Именно для достижения иллюзии реальности — этого необходимого условия искусства — натуралистическая деталь должна быть изгоняема из произведения. «Можно, не нарушая иллюзии, не досказать многого — читатель или зритель сам доскажет, а иногда вследствие этого в нем еще усилится иллюзия, но сказать лишнее все равно, что, толкнув, рассыпать составленную из кусочков статую или вынуть лампу из волшебного фонаря, — внимание читателя или зрителя отвлекается, читатель видит автора, зритель — актера, иллюзия исчезает, и вновь восстановить иллюзию иногда бывает уже невозможно» (5, 35, 267).

Мысли эти были для Толстого мерилом при оценке работ самых крупных художников. Так, Лескова, которого Толстой и в старости очень любил, восхищаясь его талантом, вдохновением, он упрекал за «излишек таланта». «...Ваш особенный недостаток, — писал он Лескову, — exuberance образов, красок, характерных выражений, которая вас опьяняет и увлекает. Много лишнего, несоразмерного...» (5, 65, 198).

Но не иным был и принцип собственного творчества Толстого — реалистического, но не натуралистического, творчески комбинирующего впечатления, отбирающего характерное, подчиненного чувству меры, которому Толстой учился и у греков, и у французов классического периода, и у Пушкина.

С гордостью истинно великого художника Толстой отвергал наивные догадки некоторых читателей о портретности персонажей в его романах. «Андрей Болконский,— разъяснял он княгине Волконской,— никто, как и всякое лицо романиста, а не писателя личностей или мемуаров. Я бы стыдился печататься, ежели бы весь мой труд состоял в том, чтобы списать портрет, разузнать, запомнить» (5, 61, 80).

○ ○ ○ ○ ○ ○ ○

§ **Задание A**:
Отредактируйте отрывок о Толстом: перепишите часть, которая начинается со слов «Именно для достижения» и заканчивается словами «(5, 35, 267).», поставив «скульптуру» вместо «статую».
§ **Задание B**:
Перечислите всех, у кого, согласно отрывку о Толстом, он учился чувству меры.

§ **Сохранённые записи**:
○ ○ ○ ○ ○ ○ ○

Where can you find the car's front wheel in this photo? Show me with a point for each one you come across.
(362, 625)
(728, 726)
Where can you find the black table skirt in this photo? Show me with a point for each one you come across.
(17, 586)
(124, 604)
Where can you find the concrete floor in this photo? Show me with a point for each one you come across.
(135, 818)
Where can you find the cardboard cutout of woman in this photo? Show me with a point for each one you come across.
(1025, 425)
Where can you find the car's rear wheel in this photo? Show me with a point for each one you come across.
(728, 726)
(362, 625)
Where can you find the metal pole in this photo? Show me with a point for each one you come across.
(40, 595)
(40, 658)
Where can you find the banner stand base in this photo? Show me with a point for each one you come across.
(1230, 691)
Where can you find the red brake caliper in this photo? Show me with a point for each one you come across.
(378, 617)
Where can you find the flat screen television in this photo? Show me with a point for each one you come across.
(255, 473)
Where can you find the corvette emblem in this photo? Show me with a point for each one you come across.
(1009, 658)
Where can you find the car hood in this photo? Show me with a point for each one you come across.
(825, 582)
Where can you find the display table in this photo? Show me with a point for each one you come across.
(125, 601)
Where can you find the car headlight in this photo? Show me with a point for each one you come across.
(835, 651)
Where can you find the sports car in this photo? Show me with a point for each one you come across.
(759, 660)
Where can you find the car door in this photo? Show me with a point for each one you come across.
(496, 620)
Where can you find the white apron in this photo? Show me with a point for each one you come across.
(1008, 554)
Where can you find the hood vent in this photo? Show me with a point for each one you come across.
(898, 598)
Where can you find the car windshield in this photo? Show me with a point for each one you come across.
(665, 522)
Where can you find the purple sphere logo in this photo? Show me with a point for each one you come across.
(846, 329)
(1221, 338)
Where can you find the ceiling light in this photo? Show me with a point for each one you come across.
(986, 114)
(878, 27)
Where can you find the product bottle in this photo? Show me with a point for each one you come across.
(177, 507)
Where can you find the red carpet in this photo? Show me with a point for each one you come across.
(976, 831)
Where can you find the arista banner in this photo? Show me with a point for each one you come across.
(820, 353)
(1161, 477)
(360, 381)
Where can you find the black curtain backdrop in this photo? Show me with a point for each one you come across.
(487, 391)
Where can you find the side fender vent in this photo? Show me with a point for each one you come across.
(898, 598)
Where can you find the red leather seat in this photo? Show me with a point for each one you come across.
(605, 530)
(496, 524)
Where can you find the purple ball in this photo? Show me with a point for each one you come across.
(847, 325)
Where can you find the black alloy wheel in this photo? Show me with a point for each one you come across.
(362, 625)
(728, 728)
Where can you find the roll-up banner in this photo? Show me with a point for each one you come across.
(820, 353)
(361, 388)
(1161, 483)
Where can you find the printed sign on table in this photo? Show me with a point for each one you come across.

○ ○ ○ ○ ○ ○ ○

§ **Ответ A**:
Именно для достижения иллюзии реальности — этого необходимого условия искусства — натуралистическая деталь должна быть изгоняема из произведения. «Можно, не нарушая иллюзии, не досказать многого — читатель или зритель сам доскажет, а иногда вследствие этого в нем еще усилится иллюзия, но сказать лишнее все равно, что, толкнув, рассыпать составленную из кусочков скульптуру или вынуть лампу из волшебного фонаря, — внимание читателя или зрителя отвлекается, читатель видит автора, зритель — актера, иллюзия исчезает, и вновь восстановить иллюзию иногда бывает уже невозможно» (5, 35, 267).

§ **Ответ B**:
Греки, французы классического периода, Пушкин.